Work instruction →
All lines from the one with "# values reported" through the last line of the data below should be copied exactly; please add nothing.

Exercise input →
▽
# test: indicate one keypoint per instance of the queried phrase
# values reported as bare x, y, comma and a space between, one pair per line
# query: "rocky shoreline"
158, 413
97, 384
△
Problem solution →
# values reported as bare x, y, comma and a space between, one pair per line
# query: "rocky shoreline"
158, 413
97, 384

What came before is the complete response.